* _実施する作業_:
- A) 「In the photograph above, where can the thatched roof」を含む行からレコードの末尾までについて、文とその答えを1件ごとに1行とし、列名をqueryとresultにした2列のCSVとして示してください。各フィールドは二重引用符で囲み、改行は空白に置き換え、画像は含めないでください。
- B) チームへのスクラム導入を振り返る記事を、最後の文の後から書き継いでください。

* _本文抜粋_:
= = = = =

はじめに
こんにちは。開発者とスクラムマスター(以下、SM)をしている金丸です。
サイボウズのGaroonという製品の開発チームに所属しています。
サイボウズではSMのことを社内外問わず、より多くの人に知ってもらう啓蒙活動の一環として、サイボウズのSM達によるリレーブログ企画を開催しています。
チームでスクラムを始めて約1年経ち、良い機会と感じましたので、このリレーブログに参戦させていただきます。
今回は、いち開発者がどうやってSMを始めたのか、そして自身の所属するチームにどうやってスクラムを定着させていったのか、自らの経験をベースにお話させていただこうと思います。 駆け出しではありますが、SMが何を行っているかのご理解に役立ちましたら幸いです。
スクラムがチームに定着するまでの流れ
スクラムチームの始まり
まずはじめに、私のチームの紹介をします。
私のチームは、名前をYukimiチームと言い、弊社のGaroonという製品のセキュリティにまつわる部分の開発・保守作業を主に行っております。
より詳しい業務内容については、以下の記事をお読みください。 blog.cybozu.io
さて、このYukimiチームですが、約1年前はスクラムで動いておりませんでした。 どうしてスクラムを採用することになったのでしょうか。

= = = = =

* _データ抜粋_:
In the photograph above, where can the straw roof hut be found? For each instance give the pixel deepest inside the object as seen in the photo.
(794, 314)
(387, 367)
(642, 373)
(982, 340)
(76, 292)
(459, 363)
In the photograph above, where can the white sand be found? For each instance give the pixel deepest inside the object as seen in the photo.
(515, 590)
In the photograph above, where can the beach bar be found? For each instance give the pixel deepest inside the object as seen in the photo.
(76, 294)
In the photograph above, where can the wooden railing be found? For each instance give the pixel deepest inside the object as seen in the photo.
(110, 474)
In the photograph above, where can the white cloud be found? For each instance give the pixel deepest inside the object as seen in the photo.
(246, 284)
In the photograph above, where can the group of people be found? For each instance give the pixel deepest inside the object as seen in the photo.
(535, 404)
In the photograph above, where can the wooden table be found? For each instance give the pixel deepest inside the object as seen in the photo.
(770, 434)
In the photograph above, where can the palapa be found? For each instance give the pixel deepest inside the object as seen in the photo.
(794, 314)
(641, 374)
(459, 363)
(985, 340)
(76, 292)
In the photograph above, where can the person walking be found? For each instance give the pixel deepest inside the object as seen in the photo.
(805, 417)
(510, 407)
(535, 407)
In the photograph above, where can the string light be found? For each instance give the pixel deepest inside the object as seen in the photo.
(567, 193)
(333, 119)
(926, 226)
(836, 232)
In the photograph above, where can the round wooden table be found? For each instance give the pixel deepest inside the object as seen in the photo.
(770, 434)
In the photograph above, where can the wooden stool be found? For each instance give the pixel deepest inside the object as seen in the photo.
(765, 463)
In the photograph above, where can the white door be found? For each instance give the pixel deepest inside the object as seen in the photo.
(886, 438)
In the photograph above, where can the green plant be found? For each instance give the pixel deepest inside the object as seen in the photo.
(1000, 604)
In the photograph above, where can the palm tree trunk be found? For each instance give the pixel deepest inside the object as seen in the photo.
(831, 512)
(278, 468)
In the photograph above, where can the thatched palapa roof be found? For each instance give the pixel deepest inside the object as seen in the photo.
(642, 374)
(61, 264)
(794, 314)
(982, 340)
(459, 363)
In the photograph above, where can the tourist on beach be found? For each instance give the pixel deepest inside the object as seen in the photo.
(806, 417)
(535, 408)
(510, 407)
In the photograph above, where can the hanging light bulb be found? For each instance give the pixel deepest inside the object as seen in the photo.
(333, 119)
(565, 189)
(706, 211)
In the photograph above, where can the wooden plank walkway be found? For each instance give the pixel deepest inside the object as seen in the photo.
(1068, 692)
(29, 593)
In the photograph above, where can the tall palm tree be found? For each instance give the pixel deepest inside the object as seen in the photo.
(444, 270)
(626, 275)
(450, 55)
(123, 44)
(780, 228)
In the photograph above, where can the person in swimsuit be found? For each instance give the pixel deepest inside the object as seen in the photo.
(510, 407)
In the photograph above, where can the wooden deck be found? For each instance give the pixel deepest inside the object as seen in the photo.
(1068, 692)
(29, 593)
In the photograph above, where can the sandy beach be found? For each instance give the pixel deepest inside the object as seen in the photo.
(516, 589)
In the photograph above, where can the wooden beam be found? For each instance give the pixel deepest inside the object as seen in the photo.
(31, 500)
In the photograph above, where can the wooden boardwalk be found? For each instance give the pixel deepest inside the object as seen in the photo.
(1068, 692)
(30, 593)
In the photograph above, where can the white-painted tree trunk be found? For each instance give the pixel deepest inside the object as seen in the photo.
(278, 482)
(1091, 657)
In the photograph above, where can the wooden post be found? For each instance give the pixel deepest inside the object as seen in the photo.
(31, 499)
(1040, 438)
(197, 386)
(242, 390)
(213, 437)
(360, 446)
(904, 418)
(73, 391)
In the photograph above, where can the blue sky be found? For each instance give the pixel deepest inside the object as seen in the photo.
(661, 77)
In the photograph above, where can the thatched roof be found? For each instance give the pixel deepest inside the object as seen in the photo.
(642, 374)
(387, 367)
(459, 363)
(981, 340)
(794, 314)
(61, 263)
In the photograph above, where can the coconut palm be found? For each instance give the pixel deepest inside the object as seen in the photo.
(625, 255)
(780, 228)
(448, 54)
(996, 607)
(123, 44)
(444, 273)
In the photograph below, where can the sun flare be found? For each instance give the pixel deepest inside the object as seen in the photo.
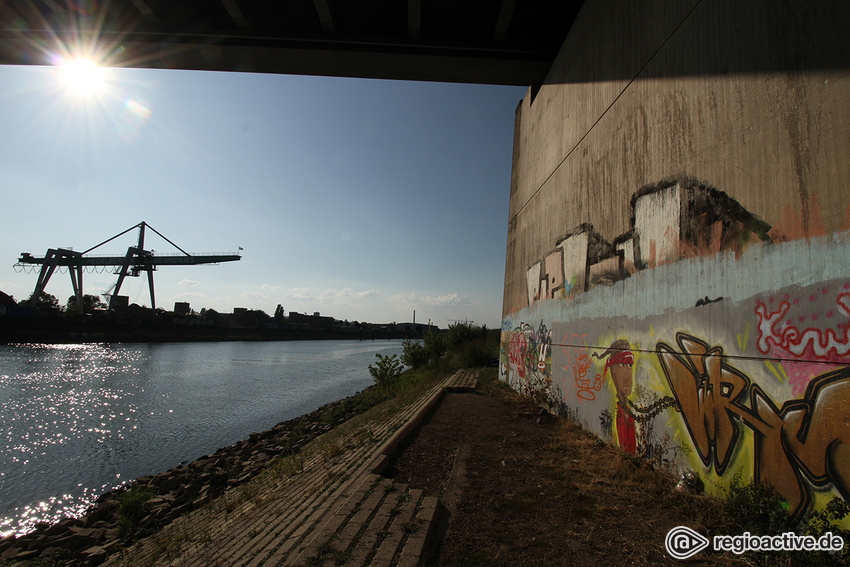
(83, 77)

= = = = =

* _回答内容_:
- A)
query,result
"In the photograph above, where can the thatched roof be found? For each instance give the pixel deepest inside the object as seen in the photo.","(642, 374) (387, 367) (459, 363) (981, 340) (794, 314) (61, 263)"
"In the photograph above, where can the coconut palm be found? For each instance give the pixel deepest inside the object as seen in the photo.","(625, 255) (780, 228) (448, 54) (996, 607) (123, 44) (444, 273)"
"In the photograph below, where can the sun flare be found? For each instance give the pixel deepest inside the object as seen in the photo.","(83, 77)"

- B)
キッカケとしては、日々業務をこなす中でチームのタスク管理に問題が生じていた、という背景があります。
タスク管理に対する問題を解決するためにスクラムを導入
この当時、チームのタスク管理の問題として、大きく分けて以下の4つの問題がありました。
- チーム外から舞い込んだタスクの優先順位付けをできる人(役割)がいない
- タスクの粒度が大きすぎてタスク完了の見通しが立たない
- 今、誰が、どのタスクを持っているのか把握しづらい
- タスクやプロジェクトが計画通り進んだかふりかえりしづらい
これらに対する解決策の一つとして浮かんだのが、スクラムのフレームワークを導入することでした。
タスクを管理する役割としてプロダクトオーナー(以下、PO)を用意し、プロダクトバックログ、スプリントバックログを活用しながらタスクを取り扱うことでこれらの問題が解決できると期待したのです。
スクラムチームになるために行ったこと
幸いなことに、私のチームメンバーは皆変化に寛容で、「失敗だと思ったらやめましょう」というマインドがあったため、なにはともあれスクラムをスタートすることになりました。 スクラムをやると決めてからは、かなり素早く物事が進みました。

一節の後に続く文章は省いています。